### YOUR OBJECTIVE:
Return all of the data below word for word, leaving out the pictures.
● ● ● ● ●
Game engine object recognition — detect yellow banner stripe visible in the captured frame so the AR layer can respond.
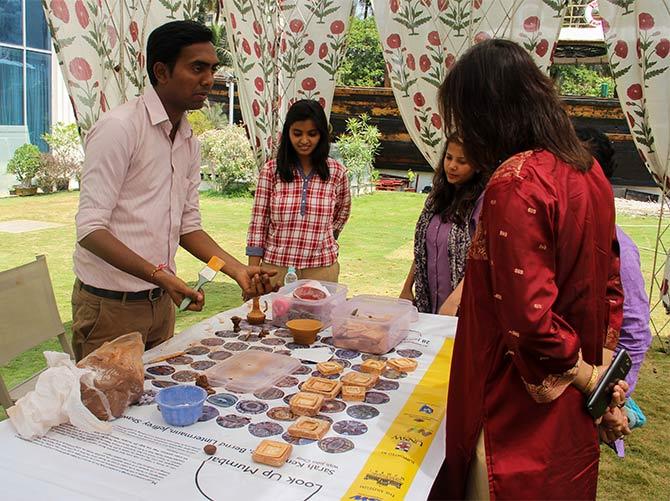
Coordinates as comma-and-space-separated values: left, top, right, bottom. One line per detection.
342, 339, 454, 501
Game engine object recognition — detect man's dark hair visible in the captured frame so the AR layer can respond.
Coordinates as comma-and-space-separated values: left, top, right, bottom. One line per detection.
147, 21, 214, 86
575, 127, 616, 179
277, 99, 330, 183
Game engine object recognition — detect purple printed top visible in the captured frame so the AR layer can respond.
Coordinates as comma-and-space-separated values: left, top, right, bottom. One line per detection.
616, 226, 651, 394
426, 195, 484, 313
614, 226, 651, 457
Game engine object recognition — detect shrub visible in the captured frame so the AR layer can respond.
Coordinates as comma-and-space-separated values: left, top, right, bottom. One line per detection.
187, 103, 228, 136
337, 17, 385, 87
200, 125, 256, 193
40, 122, 84, 184
186, 110, 214, 136
7, 144, 40, 188
550, 64, 615, 97
337, 114, 381, 193
35, 153, 70, 193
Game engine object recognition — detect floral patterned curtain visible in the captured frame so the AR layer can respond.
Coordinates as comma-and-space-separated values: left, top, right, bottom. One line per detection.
599, 0, 670, 190
598, 0, 670, 328
374, 0, 566, 167
223, 0, 352, 167
42, 0, 199, 137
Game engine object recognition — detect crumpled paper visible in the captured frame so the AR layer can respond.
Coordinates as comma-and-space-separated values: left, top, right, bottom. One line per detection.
7, 351, 112, 439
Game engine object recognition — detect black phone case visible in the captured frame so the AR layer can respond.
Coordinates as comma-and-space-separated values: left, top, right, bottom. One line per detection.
586, 350, 633, 419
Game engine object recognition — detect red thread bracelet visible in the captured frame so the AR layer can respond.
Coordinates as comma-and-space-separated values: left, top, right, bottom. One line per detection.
150, 263, 167, 280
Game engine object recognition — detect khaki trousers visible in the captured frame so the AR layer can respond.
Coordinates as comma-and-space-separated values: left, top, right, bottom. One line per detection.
262, 261, 340, 287
465, 430, 491, 501
72, 280, 175, 361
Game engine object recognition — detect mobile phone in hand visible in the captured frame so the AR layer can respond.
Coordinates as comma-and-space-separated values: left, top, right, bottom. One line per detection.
586, 350, 633, 419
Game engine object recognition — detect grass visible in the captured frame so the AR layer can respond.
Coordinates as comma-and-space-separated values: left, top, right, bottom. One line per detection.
0, 193, 670, 499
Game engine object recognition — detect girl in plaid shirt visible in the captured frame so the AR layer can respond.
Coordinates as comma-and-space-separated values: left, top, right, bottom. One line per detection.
246, 99, 351, 284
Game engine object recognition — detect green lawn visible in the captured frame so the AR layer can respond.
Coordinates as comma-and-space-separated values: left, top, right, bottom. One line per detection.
0, 192, 670, 499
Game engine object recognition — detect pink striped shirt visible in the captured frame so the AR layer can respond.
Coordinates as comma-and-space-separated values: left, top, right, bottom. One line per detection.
74, 86, 201, 292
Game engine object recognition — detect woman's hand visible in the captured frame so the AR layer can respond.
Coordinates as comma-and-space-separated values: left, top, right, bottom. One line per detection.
598, 407, 630, 444
400, 287, 414, 303
230, 265, 279, 301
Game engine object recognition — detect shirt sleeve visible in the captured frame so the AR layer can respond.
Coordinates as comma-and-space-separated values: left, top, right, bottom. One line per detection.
333, 163, 351, 238
179, 139, 202, 235
605, 234, 623, 350
75, 117, 136, 242
246, 162, 274, 256
480, 177, 581, 402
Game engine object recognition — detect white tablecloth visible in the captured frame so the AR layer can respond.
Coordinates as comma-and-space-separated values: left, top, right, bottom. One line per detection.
0, 298, 456, 501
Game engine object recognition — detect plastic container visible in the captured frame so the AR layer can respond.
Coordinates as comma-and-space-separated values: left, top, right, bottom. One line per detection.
332, 295, 419, 355
272, 280, 347, 329
156, 384, 207, 426
205, 350, 301, 393
286, 318, 323, 346
284, 266, 298, 285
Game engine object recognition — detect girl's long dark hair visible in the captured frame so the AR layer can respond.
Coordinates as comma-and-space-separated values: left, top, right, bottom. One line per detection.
438, 39, 593, 172
428, 137, 489, 225
277, 99, 330, 183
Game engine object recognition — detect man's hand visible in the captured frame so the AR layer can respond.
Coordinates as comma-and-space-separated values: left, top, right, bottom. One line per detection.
154, 270, 205, 311
231, 265, 279, 301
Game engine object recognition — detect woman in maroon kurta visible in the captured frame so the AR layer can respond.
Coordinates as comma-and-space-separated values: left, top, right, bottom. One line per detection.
438, 40, 623, 499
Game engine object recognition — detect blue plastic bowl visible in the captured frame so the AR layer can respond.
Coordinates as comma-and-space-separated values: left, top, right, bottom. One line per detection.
156, 384, 207, 426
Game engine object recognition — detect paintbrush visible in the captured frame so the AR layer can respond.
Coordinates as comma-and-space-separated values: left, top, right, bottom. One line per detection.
179, 256, 226, 311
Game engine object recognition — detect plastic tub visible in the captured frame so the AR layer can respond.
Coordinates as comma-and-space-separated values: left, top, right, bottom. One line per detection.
272, 280, 347, 329
205, 350, 301, 393
156, 384, 207, 426
332, 295, 419, 355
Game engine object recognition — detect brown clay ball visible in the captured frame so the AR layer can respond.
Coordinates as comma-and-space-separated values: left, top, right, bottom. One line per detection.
203, 444, 216, 456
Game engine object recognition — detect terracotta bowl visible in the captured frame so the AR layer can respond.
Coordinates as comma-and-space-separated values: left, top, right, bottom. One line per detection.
286, 318, 323, 345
● ● ● ● ●
### PROBLEM SOLUTION:
Game engine object recognition — detect yellow banner stripe visible in the captured frame so the AR layer can respond.
Coordinates as comma-and-space-separated values: left, top, right, bottom. One line per detection.
342, 339, 454, 501
Game engine object recognition — detect man's dark hair visible in the captured frame so the AR layer can respond.
Coordinates as comma-and-space-separated values: left, top, right, bottom. One line per detection.
147, 21, 214, 86
575, 127, 616, 179
277, 99, 330, 183
Game engine object recognition — detect purple printed top visible in the captured frame so the AR layer can respond.
Coordinates as comma-and-space-separated values: left, top, right, bottom. One line per detection.
616, 226, 651, 394
426, 195, 484, 313
614, 226, 651, 457
Game engine object recognition — detect shrub visible in the captured frame so the AR layer can respond.
Coordinates as comma-and-space-separated values: left, top, right, bottom. One line per detection.
187, 103, 228, 136
337, 17, 385, 87
200, 125, 256, 193
40, 122, 84, 184
186, 110, 214, 136
7, 144, 40, 188
550, 64, 615, 97
337, 114, 381, 193
35, 153, 70, 193
Game engine object recognition — detect floral patterned curtain visible in the captured frame so the AR layer can respond.
Coordinates as comma-and-space-separated values: left, top, right, bottom. One line per detection.
599, 0, 670, 190
598, 0, 670, 328
374, 0, 566, 167
223, 0, 352, 167
42, 0, 199, 137
Game engine object recognition — detect crumpled paper visible in the captured frame so the AR layer can respond.
Coordinates as comma-and-space-separated values: left, top, right, bottom. One line per detection.
7, 351, 112, 439
Game engine object recognition — detect black phone case visible in the captured frame so the AR layer can respond.
Coordinates as comma-and-space-separated values: left, top, right, bottom. One line per detection.
586, 350, 633, 419
Game engine object recognition — detect red thread bracelet visible in the captured frame so the AR layer can respond.
Coordinates as comma-and-space-separated values: left, top, right, bottom. One line per detection.
150, 263, 167, 280
Game engine object recognition — detect khaki trousers visible in the captured frame so the AR layer can respond.
Coordinates as comma-and-space-separated values: left, top, right, bottom. One line per detection.
262, 261, 340, 287
465, 430, 491, 501
72, 280, 175, 361
Game engine object recognition — detect mobile phone in hand visible in the captured frame so the AR layer can respond.
Coordinates as comma-and-space-separated values: left, top, right, bottom. One line per detection.
586, 350, 633, 419
Game engine object recognition — detect grass visible in the captured frame so the AR layer can respond.
Coordinates as comma-and-space-separated values: left, top, right, bottom. One line per detection.
0, 193, 670, 499
Game engine object recognition — detect girl in plaid shirt visible in the captured frame so the AR layer can respond.
Coordinates as comma-and-space-separated values: left, top, right, bottom. One line per detection.
246, 99, 351, 284
Game engine object recognition — detect green lawn visible in the captured frame so the AR layer can respond.
Coordinates as comma-and-space-separated values: left, top, right, bottom. One line per detection.
0, 192, 670, 499
Game engine object recognition — detect pink striped shirt visible in the captured frame so the AR layer can respond.
Coordinates as comma-and-space-separated values: left, top, right, bottom. One line per detection.
74, 86, 201, 292
Game engine object recognition — detect woman's hand visible in the captured frame so the AR layer can respond.
Coordinates as comma-and-space-separated values: left, top, right, bottom. One line per detection.
598, 407, 630, 444
400, 287, 414, 303
230, 265, 279, 301
Game engine object recognition — detect shirt sleeve visible in the captured frame so the AR layer can respond.
Coordinates as comma-and-space-separated values: left, top, right, bottom. One line per detection.
333, 163, 351, 238
179, 139, 202, 235
605, 234, 623, 350
75, 117, 136, 242
246, 162, 274, 256
480, 177, 581, 402
Game engine object recognition — detect white tablecloth visible in the captured frame so the AR layer can respond.
Coordinates as comma-and-space-separated values: left, top, right, bottom. One line per detection.
0, 298, 456, 501
Game engine object recognition — detect plastic container visible in the captured frame so the AR layer can respond.
Coordinates as comma-and-space-separated values: left, top, right, bottom. One line per detection.
332, 295, 419, 355
272, 280, 347, 329
156, 384, 207, 426
205, 350, 301, 393
286, 318, 323, 346
284, 266, 298, 285
Game engine object recognition — detect girl's long dark hair visible in the captured frame so the AR layer can respond.
Coordinates as comma-and-space-separated values: left, top, right, bottom. One line per detection.
438, 39, 593, 172
428, 137, 489, 225
277, 99, 330, 183
Game engine object recognition — detect man's hand visible in the captured frame so the AR layer can respond.
Coordinates as comma-and-space-separated values: left, top, right, bottom. One line per detection.
154, 270, 205, 311
231, 265, 279, 301
Game engine object recognition — detect woman in maroon kurta visible in the captured frame so the AR layer can respond.
Coordinates as comma-and-space-separated values: left, top, right, bottom. One line per detection.
438, 40, 623, 499
Game engine object recognition — detect blue plastic bowl visible in the captured frame so the AR layer can respond.
Coordinates as comma-and-space-separated values: left, top, right, bottom. One line per detection.
156, 384, 207, 426
Game engine object recognition — detect paintbrush visible in the captured frame so the AR layer can respond.
Coordinates as comma-and-space-separated values: left, top, right, bottom. One line per detection.
179, 256, 226, 311
Game engine object recognition — detect plastic tub visible in the captured frame so the AR layer can respond.
Coordinates as comma-and-space-separated values: left, top, right, bottom. One line per detection.
272, 280, 347, 329
205, 350, 301, 393
156, 384, 207, 426
332, 295, 419, 355
Game engine object recognition — detect brown clay ball visible in the captured frame so the AR layer can respond.
Coordinates as comma-and-space-separated values: left, top, right, bottom. One line per detection.
203, 444, 216, 456
Game engine object recognition — detect terracotta bowl visible in the captured frame so the AR layer can respond.
Coordinates as comma-and-space-separated values: left, top, right, bottom. One line per detection.
286, 318, 323, 345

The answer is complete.